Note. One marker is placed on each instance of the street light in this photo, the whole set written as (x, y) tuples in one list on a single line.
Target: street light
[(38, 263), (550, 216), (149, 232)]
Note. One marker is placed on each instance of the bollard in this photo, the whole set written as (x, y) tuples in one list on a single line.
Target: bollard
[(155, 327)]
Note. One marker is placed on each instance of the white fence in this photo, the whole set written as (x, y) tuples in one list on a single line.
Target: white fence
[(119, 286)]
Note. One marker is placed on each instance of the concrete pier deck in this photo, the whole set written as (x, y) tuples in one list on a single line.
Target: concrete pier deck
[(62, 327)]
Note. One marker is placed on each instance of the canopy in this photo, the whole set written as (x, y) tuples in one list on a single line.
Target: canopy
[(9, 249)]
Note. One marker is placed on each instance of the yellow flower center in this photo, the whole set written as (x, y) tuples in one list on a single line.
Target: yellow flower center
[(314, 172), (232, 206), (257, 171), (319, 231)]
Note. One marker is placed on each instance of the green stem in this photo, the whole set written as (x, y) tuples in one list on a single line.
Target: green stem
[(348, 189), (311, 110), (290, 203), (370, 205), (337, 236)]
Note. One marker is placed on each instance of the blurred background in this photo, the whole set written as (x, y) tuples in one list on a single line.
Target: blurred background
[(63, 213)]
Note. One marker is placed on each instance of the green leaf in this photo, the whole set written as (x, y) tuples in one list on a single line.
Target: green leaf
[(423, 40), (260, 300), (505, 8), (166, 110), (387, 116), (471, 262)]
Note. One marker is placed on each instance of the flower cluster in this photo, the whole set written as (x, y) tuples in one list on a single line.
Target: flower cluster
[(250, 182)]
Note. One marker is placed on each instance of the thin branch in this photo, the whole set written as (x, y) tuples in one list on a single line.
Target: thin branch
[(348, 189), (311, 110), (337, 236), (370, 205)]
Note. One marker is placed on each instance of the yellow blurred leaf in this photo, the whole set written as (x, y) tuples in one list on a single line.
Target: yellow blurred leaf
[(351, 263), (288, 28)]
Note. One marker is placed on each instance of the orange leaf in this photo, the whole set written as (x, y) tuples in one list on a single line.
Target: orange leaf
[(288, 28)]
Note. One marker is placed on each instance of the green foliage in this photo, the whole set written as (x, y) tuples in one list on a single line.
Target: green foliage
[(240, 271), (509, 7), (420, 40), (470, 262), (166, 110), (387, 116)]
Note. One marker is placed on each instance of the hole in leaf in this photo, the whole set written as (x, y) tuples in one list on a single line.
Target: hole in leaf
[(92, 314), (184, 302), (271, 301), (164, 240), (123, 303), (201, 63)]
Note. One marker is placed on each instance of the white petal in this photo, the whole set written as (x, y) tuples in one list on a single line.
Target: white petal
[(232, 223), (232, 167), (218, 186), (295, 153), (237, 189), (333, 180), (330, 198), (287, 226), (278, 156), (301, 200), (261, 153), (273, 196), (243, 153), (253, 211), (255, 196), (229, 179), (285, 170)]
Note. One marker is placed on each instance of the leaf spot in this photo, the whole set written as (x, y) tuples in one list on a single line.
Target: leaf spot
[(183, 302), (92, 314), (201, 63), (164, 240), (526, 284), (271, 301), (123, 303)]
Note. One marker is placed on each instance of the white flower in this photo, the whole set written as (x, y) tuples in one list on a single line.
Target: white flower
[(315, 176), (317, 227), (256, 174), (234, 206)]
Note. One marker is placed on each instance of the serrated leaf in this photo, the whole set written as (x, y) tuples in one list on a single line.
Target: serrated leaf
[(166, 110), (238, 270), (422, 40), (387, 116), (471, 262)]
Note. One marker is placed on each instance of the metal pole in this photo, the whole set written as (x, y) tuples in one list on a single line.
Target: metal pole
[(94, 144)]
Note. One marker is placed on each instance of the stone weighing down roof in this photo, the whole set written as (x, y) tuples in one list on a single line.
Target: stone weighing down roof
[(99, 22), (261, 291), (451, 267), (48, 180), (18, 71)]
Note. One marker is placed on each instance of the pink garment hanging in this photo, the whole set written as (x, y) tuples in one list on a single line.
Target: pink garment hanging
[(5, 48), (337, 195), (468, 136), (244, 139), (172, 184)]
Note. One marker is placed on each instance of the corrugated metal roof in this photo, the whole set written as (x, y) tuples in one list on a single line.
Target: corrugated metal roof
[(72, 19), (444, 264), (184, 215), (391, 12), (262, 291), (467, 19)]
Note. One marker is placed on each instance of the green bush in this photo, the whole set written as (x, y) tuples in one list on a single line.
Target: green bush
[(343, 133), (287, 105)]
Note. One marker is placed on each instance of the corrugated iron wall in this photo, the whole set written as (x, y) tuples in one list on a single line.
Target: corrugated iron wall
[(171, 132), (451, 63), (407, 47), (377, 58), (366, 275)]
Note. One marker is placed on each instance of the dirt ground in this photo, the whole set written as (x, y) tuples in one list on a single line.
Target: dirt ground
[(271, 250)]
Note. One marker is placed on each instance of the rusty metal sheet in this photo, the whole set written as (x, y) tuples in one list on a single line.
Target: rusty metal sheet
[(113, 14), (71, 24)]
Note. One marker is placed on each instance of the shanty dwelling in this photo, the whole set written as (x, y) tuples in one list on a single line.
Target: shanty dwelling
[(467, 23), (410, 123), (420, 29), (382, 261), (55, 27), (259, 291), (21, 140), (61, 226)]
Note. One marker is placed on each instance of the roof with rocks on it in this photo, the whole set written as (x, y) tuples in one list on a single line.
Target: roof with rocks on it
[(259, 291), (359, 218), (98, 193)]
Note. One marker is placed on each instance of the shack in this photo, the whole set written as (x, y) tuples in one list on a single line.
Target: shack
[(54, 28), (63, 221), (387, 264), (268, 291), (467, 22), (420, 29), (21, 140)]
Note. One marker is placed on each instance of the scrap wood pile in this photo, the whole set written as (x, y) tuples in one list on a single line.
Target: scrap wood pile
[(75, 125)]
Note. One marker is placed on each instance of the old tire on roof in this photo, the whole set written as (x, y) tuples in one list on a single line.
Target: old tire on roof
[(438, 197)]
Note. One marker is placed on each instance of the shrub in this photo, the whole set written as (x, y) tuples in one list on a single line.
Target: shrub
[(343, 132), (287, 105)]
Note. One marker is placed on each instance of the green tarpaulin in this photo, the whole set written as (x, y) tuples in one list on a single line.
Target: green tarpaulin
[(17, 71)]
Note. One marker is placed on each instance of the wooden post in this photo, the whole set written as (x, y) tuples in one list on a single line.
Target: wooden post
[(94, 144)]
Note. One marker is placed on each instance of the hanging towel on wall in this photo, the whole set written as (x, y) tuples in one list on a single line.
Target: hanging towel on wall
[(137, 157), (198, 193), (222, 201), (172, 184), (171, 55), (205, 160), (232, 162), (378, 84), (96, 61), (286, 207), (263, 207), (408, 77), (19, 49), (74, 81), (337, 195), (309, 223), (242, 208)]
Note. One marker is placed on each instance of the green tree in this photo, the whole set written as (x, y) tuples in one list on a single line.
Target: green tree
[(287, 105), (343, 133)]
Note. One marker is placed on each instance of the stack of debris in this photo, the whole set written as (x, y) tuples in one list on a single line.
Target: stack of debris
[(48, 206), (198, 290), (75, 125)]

-=-=-=-=-

#### Written task:
Rewrite everything from the line containing "Note. One marker is placed on each instance of the shrub" down to the line containing "[(343, 132), (287, 105)]", requests included, and shift every coordinate in the answers by -107.

#### Solution for this exercise:
Note. One marker is placed on each instance of the shrub in this photo, the whole set written as (x, y) tuples in one list on a single line.
Target: shrub
[(236, 25), (180, -2)]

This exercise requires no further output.